• **TEXT SEGMENT**:
▽

Cover of The Ocean at the End of the Lane Title: The Ocean at the End of the Lane

Author: Neil Gaiman

Publication Date: 2013

LC Call Number: PR6057.A319

Most of the books I read have been published for a long time, so I seldom get to look forward to a book’s debut.  This is too bad, actually, because I love to anticipate something I feel confident I’ll enjoy.  This book was one I did look forward to seeing; in fact, I went so far as to attend a reading and book signing. So, it’s a good thing that the book turned out to be as beautiful and as satisfying as it was, because otherwise I would have been quite deeply disappointed.

It’s a real departure from Gaiman’s other work.  It reminded me more of his short stories than any of his novels,* and it took me a while to understand why.  The answer is, at least partially: it’s in first person.  His other novels are all seen specifically from the point of view of a particular character, but not in first person, whereas some of the short stories are told as first-person anecdotes that almost sound as if they are meant to be about his life, but a reader may be skeptical.  TOatEotL works in a very similar way.  To say that it’s a memoir is certainly stretching it; it’s a fantasy novel, but it’s about the childhood of a character who is illustrated by a photograph of Gaiman himself (with the head removed), who lives in a specific landscape that the author assures us is very close to the one that in which he grew up. It also deals with fantasy in a slightly different way than most of his other work.  Most of his books work on the notion that there is a fantastic world or fantastic beings that exist alongside everyday life, just out of sight.  This book does that to some extent—there’s a family that lives nearby that has access to things outside of the mundane—but in fact, if you didn’t already know Gaiman as a fantasist, you might be tempted to think of this book as magical realism.  The entire story is the memory of a man who was an imaginative child; he’s not an unreliable narrator but there is a certain level of intentional difficulty to believing the story, especially as a plausible alternate explanation is very clear to an adult reader.  Still, the plausible explanation never quite attains the same status as the fantasy story; that’s the one that, as a reader, you believe.

The story, and here I am attempting to avoid too many spoilers, goes like this: a man returns home for his father’s funeral and goes to visit a farm where a girl once lived who was his friend.  He remembers an episode from his childhood which he was unable to remember previously, beginning with the most mundane details and somehow slowly moving into a story about the invasion into his world of a creature which has the ability to estrange him from his family.  His allies are the aforementioned girl, her mother and her grandmother (the Hempstocks).  There is a great deal more to the plot, but let’s leave it at that for now.

Somewhat surprisingly for a story about a childhood memory, the book is characterized by an abundance of vivid sensory details.  Early in the book, these seem to alternate between the pleasurable and the horrifying.  There is a great deal in the book about food, especially the Hempstocks’ food, which is almost magical in its ability to provide comfort and relief to ordinary people, which the Hempstocks are definitely not.  At the same time, the terrifying moments are equally visceral or maybe a little more so.  It’s not a horror story, but there are three particular points at which it creates that kind of physical response.  The intensity of the descriptions makes the book itself more intense; it feels like a very specific childhood but also kind of yours.

△

Referring expression data:
▽

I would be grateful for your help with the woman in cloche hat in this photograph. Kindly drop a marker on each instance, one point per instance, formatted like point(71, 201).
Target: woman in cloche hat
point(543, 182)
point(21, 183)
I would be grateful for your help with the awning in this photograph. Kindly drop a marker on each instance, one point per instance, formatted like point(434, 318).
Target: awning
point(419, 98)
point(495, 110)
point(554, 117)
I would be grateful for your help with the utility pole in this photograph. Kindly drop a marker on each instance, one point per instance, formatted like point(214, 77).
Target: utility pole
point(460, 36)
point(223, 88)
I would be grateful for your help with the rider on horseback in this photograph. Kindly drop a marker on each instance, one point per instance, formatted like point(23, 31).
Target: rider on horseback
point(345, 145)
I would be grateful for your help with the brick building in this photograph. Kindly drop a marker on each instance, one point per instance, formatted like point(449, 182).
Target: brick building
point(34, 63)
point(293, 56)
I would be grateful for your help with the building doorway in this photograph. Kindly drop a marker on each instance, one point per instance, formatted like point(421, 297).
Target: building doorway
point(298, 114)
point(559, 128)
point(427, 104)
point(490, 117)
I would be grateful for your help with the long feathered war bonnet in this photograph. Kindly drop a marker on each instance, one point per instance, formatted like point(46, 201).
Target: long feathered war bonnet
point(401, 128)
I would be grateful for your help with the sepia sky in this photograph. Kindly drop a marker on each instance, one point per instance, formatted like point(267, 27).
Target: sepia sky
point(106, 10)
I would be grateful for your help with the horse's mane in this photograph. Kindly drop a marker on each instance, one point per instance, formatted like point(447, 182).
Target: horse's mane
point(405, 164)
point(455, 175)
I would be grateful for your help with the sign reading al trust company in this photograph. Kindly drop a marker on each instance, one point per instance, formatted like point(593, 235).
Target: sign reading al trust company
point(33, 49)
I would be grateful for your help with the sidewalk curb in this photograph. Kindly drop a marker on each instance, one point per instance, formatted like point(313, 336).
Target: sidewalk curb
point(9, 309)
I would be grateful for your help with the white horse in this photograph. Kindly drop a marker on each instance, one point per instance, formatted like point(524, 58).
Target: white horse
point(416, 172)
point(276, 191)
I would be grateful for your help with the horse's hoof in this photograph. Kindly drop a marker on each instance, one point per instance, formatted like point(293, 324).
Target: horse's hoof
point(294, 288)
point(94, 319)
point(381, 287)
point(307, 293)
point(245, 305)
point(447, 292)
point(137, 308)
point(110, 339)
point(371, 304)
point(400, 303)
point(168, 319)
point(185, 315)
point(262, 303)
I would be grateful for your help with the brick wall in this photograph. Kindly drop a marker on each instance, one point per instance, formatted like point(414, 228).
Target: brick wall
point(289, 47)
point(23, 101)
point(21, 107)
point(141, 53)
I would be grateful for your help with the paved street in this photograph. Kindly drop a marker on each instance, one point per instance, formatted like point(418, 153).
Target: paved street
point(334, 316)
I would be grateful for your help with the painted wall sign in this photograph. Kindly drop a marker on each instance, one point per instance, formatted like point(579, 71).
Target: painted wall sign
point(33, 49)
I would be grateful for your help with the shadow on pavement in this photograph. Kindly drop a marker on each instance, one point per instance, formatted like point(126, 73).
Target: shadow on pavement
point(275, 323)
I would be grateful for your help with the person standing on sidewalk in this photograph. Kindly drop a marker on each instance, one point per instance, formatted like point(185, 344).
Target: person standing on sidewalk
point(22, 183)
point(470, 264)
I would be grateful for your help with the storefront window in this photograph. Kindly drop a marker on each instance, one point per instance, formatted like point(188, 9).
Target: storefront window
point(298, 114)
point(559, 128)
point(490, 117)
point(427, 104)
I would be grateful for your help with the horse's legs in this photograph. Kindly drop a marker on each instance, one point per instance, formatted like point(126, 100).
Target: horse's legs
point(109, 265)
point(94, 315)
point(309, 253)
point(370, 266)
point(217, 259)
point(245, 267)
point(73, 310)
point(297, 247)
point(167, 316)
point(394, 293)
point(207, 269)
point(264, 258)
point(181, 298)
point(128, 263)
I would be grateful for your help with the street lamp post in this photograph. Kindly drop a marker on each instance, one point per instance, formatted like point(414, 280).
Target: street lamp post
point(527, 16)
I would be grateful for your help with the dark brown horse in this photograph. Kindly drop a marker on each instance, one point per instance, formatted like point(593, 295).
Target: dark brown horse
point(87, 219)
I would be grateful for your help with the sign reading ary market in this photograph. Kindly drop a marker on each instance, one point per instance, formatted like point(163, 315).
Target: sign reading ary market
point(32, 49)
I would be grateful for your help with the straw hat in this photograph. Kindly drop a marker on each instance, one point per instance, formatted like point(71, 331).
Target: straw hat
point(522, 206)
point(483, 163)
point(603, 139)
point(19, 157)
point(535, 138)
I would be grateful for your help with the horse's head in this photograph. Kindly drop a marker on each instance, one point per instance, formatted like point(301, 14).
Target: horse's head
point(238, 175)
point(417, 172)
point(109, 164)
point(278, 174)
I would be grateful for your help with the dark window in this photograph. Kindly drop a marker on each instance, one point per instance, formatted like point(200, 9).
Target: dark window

△

• **CHECK YOUR UNDERSTANDING**:
#1 List every labeled field in the heading of the book review above, giving each label with its value.
#2 Carry the book review above forward, starting right after its last sentence.

• **TASK-BY-TASK OUTPUTS**:
#1
Title: The Ocean at the End of the Lane
Author: Neil Gaiman
Publication Date: 2013
LC Call Number: PR6057.A319

#2
And on the other hand, it’s also about childhood itself.  It’s about the loneliness of childhood, about being a child who loves books, and the ability to have such vivid experiences and not necessarily think it is odd.  Perhaps most noticeably, though, a lot of it is about the powerlessness of childhood; by the time that he writes:

Ursula Monkton was an adult. It did not matter, at that moment, that she was every monster, every witch, every nightmare made flesh.  She was also an adult, and when adults fight children, adults always win. (87)

… it’s almost unnecessary to say so, because we’ve already seen how little power the seven-year-old narrator has in the world of adults.  For children not to be believed about their experiences is a common theme of fantasy stories, but here it goes further:  every aspect of his life can be controlled by adults.  He cannot leave his house or be part of his family without permission, and in fact, he is subject to physical punishment that makes him fear for his life.  Ursula Monkton is an interloper and she is responsible for many of the things that happen to him, but his powerless does not come from her malice.  His father is part of it, but there’s also, early in the book, a reference to the waxwork Chamber of Horrors, which illustrates intra-family murders.  It’s very easy for the mundane to become sinister, and the protagonist is not able to do anything about this.

I love the pace of the book, which is episodic in a very Gaiman-esque way.  I’ve alluded before to a sequence of pleasant and terrifying experiences;  the intervals between them become shorter as the book goes on, but it is interesting how something terrifying will happen , followed by a lull wherein the story sort of gathers itself, and then back into the action.  Strange as everything is that happens here, it’s even stranger when it’s integrated into these moments of normalcy, and in a way that adds to the feeling that this is a memory, because all of this comes to him along with details about how things were at the time.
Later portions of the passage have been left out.